— Start Material supplied —

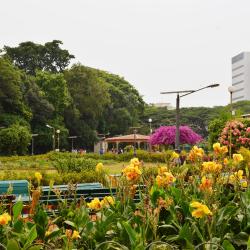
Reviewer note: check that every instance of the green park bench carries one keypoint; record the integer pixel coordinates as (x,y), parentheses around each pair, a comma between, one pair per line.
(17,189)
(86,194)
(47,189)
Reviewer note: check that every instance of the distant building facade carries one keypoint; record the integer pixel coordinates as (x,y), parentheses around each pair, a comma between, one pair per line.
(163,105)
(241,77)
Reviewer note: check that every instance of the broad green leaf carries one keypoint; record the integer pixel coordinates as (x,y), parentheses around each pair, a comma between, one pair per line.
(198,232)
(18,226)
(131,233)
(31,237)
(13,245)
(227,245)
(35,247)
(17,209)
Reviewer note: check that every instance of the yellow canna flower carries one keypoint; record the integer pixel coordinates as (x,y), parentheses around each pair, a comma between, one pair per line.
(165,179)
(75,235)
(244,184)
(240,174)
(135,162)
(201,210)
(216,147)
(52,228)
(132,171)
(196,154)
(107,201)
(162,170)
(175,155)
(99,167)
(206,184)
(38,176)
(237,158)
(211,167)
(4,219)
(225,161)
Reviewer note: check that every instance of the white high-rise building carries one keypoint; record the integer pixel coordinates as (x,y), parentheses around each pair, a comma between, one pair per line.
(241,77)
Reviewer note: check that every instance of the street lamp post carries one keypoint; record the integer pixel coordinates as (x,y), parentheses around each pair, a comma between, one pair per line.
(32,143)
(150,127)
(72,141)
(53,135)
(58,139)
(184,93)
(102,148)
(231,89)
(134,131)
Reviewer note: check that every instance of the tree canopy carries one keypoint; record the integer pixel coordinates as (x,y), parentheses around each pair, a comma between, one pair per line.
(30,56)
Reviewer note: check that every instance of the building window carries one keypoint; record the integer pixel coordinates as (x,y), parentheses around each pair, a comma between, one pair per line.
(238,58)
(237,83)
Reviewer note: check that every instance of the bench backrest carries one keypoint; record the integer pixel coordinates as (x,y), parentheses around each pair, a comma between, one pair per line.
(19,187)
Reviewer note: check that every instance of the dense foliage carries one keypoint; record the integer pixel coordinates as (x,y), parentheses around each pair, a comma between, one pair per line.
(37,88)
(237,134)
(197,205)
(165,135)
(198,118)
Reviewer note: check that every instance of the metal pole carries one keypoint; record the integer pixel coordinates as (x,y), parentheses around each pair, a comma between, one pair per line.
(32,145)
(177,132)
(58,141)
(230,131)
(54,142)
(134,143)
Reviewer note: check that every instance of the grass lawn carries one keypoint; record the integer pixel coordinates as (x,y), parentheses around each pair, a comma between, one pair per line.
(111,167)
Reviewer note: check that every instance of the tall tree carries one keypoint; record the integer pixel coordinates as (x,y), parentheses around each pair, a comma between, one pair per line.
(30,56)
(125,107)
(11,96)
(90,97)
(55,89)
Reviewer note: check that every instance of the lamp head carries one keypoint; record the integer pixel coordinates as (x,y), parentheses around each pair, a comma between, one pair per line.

— End Material supplied —

→ **What to do**
Leave out the pictures and copy every record above exactly.

→ **Answer to the problem**
Reviewer note: check that every instance of the green park bench carries one keypoint; record the integer pixel coordinates as (x,y), parentheses around each pair, a comma between, one pair per line.
(17,189)
(86,194)
(47,189)
Reviewer note: check that every instance of the distant building facade carries one keypoint; record the integer pixel coordinates as (x,y), parentheses around each pair, a comma between, one pair per line.
(163,105)
(241,77)
Reviewer note: check that every instance of the broad green leaf carries one keypoint; record the integer pixel coordinates as (x,y), parentheses around each pair, a comma between, one pair per line.
(198,232)
(18,226)
(131,233)
(31,237)
(13,245)
(227,245)
(35,247)
(17,209)
Reviewer note: check that every instance of the yellow canna flower carries one keypoint; record the integer pixel coordinates as (x,y), parentheses around each pair, a comma between, one pair per line.
(165,179)
(75,235)
(244,184)
(240,174)
(135,162)
(201,210)
(216,147)
(52,228)
(132,171)
(196,154)
(107,201)
(162,170)
(175,155)
(99,167)
(206,184)
(38,176)
(237,158)
(211,167)
(4,219)
(225,161)
Reviewer note: check that every instance of the white high-rise building carries one keypoint; record the integer pixel coordinates as (x,y), parentheses around each pair, a comma between, one pair per line.
(241,77)
Reviewer note: check that every instance of the street lamp post carries one keypoint; record the integer pixel coordinates as (x,y), parentheses around each pair, a comma between, one pair per line.
(32,143)
(150,127)
(72,141)
(53,135)
(58,139)
(184,93)
(102,148)
(231,89)
(134,131)
Reviewer note: check that every instance of the tree canopy carries one keypoint; record the integer pixel coordinates as (x,y), parentheses around each pair, a comma between, one pair per line.
(30,56)
Reviewer note: check that every instance of the building window carries one keypoint; record the integer pixel coordinates as (x,y), parentheses around each pair, a comma between, one pair per line.
(238,58)
(237,83)
Reviewer note: check that every instance of the bench backrest carries one keypoint; record the integer pixel coordinates as (x,y), parentheses around each pair, a comma between, one pair per line.
(19,187)
Reviewer note: check that every instance of the dense foliage carries one keypoint; record the integer pixel coordinates as (x,y), parentheses around each pair, a comma between, one pair per line.
(37,88)
(237,134)
(197,205)
(165,135)
(198,118)
Reviewer note: check that every instance of the metal pole carries one keypoint; record the integer pixel coordinates as (x,y), parentheses around each pair, a comma between, one pair per line.
(32,145)
(177,132)
(58,141)
(230,131)
(54,142)
(134,143)
Reviewer note: check that every instance of the grass lawn carries one keypoint; record the integer pixel coordinates as (x,y), parentheses around each pair, a comma between, one pair per line.
(111,167)
Reviewer note: check that every instance of the tall tree carries one keypoint; record the integer pixel coordinates as (x,y), parentheses around each pair, a comma between, one pair per line.
(30,56)
(125,107)
(11,96)
(90,97)
(55,89)
Reviewer note: check that every instance of the lamp head carries one keypoint; record the integer pixel coordinates as (x,y), parentheses around each pair, a comma between, one pair per line.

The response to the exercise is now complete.